> _Required task_
Rewrite the listing below from the line with "like x=509, y=24." to the line with "x=25, y=331", swapping "white baseboard" for "white skirting board" and leaving everything else unchanged.

___ Dataset extract ___

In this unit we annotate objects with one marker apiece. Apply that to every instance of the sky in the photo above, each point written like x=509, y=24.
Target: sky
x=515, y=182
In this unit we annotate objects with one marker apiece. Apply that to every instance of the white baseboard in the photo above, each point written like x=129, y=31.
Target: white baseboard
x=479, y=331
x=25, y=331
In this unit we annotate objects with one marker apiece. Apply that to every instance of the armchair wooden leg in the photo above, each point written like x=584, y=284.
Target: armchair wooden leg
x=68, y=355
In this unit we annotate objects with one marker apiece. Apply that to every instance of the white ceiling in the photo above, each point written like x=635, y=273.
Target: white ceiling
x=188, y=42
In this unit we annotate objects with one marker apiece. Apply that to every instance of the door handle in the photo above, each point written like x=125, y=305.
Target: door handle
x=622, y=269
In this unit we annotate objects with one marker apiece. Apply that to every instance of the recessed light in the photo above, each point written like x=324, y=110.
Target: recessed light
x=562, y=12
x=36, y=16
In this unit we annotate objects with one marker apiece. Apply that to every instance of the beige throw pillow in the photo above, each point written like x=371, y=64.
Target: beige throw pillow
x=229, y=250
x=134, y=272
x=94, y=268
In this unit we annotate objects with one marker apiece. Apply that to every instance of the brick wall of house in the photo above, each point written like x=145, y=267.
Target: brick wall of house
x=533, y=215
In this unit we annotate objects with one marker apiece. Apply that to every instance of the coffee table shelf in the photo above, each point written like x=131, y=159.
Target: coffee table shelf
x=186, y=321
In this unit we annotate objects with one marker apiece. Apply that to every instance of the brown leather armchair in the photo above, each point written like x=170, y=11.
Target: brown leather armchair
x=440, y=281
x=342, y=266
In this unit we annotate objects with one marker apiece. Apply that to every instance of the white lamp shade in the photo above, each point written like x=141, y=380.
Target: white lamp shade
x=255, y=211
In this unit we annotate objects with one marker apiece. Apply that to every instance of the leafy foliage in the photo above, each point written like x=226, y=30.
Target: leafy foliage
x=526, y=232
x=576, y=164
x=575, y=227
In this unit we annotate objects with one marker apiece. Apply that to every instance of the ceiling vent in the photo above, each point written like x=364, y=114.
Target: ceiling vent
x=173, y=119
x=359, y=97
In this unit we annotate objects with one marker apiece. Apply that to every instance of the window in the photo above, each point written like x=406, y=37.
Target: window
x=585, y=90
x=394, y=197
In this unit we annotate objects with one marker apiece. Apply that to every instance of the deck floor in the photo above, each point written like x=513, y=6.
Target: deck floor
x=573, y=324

___
___ Dataset extract ___

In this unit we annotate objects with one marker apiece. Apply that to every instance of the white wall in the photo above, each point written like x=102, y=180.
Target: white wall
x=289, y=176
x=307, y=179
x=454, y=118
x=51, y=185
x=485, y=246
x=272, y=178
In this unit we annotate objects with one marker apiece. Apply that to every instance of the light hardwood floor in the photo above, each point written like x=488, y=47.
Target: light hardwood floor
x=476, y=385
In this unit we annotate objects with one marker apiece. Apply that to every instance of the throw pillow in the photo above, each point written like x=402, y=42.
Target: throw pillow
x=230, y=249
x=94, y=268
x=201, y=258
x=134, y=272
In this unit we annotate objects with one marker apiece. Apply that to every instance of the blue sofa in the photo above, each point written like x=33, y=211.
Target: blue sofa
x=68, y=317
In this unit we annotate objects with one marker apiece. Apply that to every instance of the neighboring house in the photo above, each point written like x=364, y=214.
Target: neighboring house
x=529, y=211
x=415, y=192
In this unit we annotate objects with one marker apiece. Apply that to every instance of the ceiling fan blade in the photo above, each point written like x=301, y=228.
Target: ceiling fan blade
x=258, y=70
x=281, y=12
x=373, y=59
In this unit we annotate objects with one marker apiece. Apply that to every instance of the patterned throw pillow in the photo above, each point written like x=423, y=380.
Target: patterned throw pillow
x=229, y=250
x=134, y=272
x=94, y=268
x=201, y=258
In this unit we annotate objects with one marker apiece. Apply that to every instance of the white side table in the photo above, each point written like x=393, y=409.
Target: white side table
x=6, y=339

___

> _Task output_
In this unit we annotate objects with one marker apiece. Apply that to every instance of the sky in the photo above, each point written like x=509, y=24.
Target: sky
x=515, y=182
In this unit we annotate objects with one marker apiece. Apply that to every instance of the white skirting board in the photo above, each point written like x=129, y=31.
Target: white skirting board
x=479, y=331
x=25, y=331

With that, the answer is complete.